- WHAT TO WORK ON -
1) In the article on Lamont's women scientists, turn the paragraph beginning "Marie had training as a cartographer" into a short list that keeps its main facts.
2) Decide whether each statement agrees with the article on Lamont's women scientists, answering yes or no and quoting the words that decide it: (a) Marie Tharp went to sea on Lamont's research vessel. (b) Lamont Geological Observatory opened in 1949. (c) Jacques Cousteau accepted sea-floor spreading from the start.
3) From the article on Lamont's women scientists, repeat word for word the part that opens with the words containing "Lamont Geological Observatory" and closes with "he brought back.".

Women Scientists of Lamont
In 2015 the United Nations Assembly designated February 11 as the International Day of Women and Girls in Science. This year, Lamont-Doherty joined in the festivities with a short series celebrating its women scientists.
Lamont Geological Observatory was dominated by men when it opened its doors in 1949. Marie Tharp, one of the few women there, was hired to draft figures for journal publications. Around 1951 Marie moved to the Lamont campus where she started collaborating with scientist Bruce Heezen. She went on to work closely with him for over 30 years.
Marie had training as a cartographer. In 1955, with funding from Bell Labs, she began drawing up physiographic maps which showed mountain ranges, valleys and other physical features of the Earth’s surface in perspective. Women weren’t allowed to go to sea on Lamont’s research vessel so Heezen collected data from a precision depth recorder positioned in the Atlantic, and then Marie drew the first map of the ocean floor based on the research he brought back.
Marie was able to see a V-shape which she believed was a rift valley, suggesting that the seafloor was spreading apart. Activity along the Mid Atlantic Ridge indicated that it was possible for plates to slide over the earth’s vitreous mantle, ultimately leading to the revolutionary concept of plate tectonics. Heezen didn’t pay much attention to her findings, dismissing them as “girl talk.” Like many other scientists of the day, he believed continental drift was impossible, but Marie persevered. It took a year and a half for him to be convinced and another three years before the findings were published. Jacques Cousteau was one of the disbelievers of sea-floor spreading. He set up underwater cameras to prove the pair wrong. His findings showed newly extruded lava from the center of the earth, providing the first look at the rift valley and convincing many skeptics that spreading was taking place.

- Named object pointing entries -
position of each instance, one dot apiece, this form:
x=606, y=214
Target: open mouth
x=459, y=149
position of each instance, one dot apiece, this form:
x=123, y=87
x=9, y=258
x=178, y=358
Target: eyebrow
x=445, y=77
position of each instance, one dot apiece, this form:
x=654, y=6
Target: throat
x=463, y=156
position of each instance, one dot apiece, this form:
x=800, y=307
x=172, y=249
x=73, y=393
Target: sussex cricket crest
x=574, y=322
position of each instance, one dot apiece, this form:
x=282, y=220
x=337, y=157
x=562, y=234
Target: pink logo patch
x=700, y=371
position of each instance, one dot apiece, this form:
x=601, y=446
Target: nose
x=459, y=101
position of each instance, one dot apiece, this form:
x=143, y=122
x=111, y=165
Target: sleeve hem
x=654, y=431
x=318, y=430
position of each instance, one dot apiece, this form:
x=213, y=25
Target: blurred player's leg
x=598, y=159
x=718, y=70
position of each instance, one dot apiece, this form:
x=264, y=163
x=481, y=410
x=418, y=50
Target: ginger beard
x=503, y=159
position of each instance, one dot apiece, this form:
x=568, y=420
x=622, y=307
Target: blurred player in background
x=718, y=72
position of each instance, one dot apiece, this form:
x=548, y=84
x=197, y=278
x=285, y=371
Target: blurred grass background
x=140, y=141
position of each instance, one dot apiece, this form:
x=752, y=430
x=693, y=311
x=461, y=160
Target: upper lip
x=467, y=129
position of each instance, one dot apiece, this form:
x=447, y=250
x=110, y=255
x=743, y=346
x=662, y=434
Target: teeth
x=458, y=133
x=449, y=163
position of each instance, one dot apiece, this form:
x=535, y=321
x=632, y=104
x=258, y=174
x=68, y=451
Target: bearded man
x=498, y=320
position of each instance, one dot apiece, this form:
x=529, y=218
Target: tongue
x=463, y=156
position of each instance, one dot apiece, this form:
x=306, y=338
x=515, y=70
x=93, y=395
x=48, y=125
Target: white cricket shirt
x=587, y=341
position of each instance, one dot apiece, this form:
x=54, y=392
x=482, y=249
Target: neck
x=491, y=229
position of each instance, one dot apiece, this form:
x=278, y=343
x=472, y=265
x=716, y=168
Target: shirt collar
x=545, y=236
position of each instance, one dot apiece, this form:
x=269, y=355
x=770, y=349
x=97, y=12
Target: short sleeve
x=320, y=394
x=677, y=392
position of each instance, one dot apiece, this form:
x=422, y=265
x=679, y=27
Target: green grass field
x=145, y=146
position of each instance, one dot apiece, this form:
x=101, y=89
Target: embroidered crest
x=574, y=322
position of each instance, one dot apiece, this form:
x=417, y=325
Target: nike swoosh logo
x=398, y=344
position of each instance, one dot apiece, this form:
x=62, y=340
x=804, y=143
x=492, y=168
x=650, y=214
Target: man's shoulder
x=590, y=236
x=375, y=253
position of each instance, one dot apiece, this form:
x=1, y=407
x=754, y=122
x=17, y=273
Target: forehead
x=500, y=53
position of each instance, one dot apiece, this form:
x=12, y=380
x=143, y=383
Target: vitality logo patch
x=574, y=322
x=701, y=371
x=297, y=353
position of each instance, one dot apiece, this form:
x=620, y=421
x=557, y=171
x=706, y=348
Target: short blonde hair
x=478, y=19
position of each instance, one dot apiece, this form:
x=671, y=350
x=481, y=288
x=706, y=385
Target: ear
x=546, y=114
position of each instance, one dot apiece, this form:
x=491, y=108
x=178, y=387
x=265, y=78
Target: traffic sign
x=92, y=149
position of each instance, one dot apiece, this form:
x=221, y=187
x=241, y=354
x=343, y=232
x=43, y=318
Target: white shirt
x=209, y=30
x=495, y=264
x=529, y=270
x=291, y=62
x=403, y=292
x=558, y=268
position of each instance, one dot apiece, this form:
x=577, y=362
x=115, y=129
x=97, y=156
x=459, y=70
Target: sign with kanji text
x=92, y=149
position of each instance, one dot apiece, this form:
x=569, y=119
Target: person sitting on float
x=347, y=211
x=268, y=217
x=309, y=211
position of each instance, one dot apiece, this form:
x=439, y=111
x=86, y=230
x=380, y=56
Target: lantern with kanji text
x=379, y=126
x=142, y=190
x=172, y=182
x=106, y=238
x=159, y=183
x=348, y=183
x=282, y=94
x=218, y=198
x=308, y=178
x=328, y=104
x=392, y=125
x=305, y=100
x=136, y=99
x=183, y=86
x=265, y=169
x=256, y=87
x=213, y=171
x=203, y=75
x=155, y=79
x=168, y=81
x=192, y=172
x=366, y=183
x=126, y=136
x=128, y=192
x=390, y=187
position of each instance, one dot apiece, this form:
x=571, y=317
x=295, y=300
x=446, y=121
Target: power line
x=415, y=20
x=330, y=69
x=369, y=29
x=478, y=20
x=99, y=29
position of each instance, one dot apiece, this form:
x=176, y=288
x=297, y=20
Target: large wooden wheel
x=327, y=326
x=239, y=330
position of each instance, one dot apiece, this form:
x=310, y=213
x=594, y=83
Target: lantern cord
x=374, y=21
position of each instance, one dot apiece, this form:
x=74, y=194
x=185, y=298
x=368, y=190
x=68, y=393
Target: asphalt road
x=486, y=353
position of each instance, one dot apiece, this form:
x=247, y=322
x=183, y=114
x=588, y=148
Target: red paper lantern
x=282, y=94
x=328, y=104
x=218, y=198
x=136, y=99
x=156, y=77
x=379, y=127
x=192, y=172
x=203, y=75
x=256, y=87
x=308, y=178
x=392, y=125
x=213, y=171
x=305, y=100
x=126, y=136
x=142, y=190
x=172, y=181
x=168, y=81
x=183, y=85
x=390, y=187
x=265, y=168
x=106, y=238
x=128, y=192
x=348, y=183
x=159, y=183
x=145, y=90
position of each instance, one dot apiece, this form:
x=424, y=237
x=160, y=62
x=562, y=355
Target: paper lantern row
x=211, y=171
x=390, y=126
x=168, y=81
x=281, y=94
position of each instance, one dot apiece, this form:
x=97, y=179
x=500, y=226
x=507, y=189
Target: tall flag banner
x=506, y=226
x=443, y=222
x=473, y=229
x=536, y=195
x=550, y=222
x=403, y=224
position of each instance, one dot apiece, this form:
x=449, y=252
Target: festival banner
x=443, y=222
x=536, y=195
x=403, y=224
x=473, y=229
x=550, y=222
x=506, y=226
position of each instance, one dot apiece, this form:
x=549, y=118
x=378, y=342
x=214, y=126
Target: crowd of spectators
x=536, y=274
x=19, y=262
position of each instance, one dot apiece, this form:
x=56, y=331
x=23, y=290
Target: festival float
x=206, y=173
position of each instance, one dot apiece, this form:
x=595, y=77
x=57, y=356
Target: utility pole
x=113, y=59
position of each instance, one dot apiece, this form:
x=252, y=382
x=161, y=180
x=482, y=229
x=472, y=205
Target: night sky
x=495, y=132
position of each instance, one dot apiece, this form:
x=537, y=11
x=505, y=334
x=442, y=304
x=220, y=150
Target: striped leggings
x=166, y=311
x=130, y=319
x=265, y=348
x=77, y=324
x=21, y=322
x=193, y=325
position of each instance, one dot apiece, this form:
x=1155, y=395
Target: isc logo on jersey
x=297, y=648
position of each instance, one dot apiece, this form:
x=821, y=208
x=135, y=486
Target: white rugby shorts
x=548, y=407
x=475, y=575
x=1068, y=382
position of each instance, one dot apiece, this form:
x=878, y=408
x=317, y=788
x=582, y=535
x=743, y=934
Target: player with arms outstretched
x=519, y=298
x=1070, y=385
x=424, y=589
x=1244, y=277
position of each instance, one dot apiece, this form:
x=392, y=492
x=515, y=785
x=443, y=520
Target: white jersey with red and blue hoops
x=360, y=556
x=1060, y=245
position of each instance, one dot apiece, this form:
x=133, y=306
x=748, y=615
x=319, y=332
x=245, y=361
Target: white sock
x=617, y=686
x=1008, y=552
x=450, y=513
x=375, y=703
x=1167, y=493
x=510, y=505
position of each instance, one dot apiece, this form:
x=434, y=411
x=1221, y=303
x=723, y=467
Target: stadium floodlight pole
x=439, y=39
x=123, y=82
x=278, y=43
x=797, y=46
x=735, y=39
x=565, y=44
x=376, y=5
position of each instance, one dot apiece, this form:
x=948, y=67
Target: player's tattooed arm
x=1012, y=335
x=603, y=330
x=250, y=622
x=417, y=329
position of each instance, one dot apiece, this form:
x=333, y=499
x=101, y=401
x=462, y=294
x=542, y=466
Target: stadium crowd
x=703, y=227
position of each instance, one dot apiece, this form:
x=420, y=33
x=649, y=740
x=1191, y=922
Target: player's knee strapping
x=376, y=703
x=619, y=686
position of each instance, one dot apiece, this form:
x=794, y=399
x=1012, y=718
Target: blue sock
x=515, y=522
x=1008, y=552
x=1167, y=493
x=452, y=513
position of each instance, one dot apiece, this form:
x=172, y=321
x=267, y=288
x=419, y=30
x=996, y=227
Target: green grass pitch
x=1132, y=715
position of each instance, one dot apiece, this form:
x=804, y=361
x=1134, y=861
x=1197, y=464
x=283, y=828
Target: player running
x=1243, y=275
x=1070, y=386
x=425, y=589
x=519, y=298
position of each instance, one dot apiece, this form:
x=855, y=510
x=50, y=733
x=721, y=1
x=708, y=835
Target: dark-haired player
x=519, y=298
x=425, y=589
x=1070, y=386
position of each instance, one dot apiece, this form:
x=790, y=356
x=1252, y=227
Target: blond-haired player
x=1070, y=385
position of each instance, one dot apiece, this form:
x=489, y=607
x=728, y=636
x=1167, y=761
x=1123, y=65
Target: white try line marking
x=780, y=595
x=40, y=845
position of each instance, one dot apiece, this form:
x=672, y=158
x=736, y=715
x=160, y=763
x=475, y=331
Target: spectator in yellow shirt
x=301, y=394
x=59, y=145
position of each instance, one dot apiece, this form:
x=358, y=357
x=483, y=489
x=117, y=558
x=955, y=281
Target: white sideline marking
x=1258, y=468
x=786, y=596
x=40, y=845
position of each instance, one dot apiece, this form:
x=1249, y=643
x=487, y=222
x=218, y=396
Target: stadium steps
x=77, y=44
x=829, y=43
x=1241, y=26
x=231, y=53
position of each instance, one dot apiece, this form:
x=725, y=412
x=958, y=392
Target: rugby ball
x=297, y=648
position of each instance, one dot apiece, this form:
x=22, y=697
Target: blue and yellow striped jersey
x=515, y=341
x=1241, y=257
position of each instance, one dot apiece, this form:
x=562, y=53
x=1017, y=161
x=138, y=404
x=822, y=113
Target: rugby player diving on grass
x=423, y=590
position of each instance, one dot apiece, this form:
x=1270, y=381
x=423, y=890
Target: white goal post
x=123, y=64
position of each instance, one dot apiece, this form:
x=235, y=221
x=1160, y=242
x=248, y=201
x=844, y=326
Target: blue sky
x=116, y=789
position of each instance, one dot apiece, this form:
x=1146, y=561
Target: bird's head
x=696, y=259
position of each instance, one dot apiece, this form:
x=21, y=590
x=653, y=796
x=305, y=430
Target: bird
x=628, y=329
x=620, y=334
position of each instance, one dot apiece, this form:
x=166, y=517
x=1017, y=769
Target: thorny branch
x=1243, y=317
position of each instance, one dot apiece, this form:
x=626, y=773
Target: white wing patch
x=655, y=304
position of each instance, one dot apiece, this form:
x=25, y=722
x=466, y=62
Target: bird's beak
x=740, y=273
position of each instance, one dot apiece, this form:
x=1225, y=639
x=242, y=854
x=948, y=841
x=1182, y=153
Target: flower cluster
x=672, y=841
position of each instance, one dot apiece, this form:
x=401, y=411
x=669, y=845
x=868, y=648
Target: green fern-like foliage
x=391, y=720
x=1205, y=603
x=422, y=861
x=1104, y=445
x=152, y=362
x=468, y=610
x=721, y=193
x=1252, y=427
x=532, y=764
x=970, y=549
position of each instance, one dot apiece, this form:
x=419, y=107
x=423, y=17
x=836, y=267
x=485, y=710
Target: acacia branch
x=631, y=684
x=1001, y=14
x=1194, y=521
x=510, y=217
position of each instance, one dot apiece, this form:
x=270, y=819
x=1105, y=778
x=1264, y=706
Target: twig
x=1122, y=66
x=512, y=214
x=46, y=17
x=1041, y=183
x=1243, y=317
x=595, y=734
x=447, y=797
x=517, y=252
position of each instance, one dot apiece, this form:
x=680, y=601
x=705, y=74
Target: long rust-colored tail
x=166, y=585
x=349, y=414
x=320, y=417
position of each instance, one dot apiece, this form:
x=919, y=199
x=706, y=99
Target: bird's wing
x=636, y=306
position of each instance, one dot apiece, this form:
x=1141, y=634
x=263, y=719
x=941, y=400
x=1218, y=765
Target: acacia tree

- THE RESULTS -
1)
- Marie was trained as a cartographer.
- In 1955, funded by Bell Labs, she began drawing physiographic maps that showed mountain ranges, valleys and other surface features of the Earth in perspective.
- Women were not allowed to go to sea on Lamont's research vessel.
- Heezen collected data from a precision depth recorder positioned in the Atlantic.
- From the research he brought back, Marie drew the first map of the ocean floor.

2)
(a) No: "Women weren’t allowed to go to sea on Lamont’s research vessel"
(b) Yes: "when it opened its doors in 1949"
(c) No: "Jacques Cousteau was one of the disbelievers of sea-floor spreading."

3)
Lamont Geological Observatory was dominated by men when it opened its doors in 1949. Marie Tharp, one of the few women there, was hired to draft figures for journal publications. Around 1951 Marie moved to the Lamont campus where she started collaborating with scientist Bruce Heezen. She went on to work closely with him for over 30 years.
Marie had training as a cartographer. In 1955, with funding from Bell Labs, she began drawing up physiographic maps which showed mountain ranges, valleys and other physical features of the Earth’s surface in perspective. Women weren’t allowed to go to sea on Lamont’s research vessel so Heezen collected data from a precision depth recorder positioned in the Atlantic, and then Marie drew the first map of the ocean floor based on the research he brought back.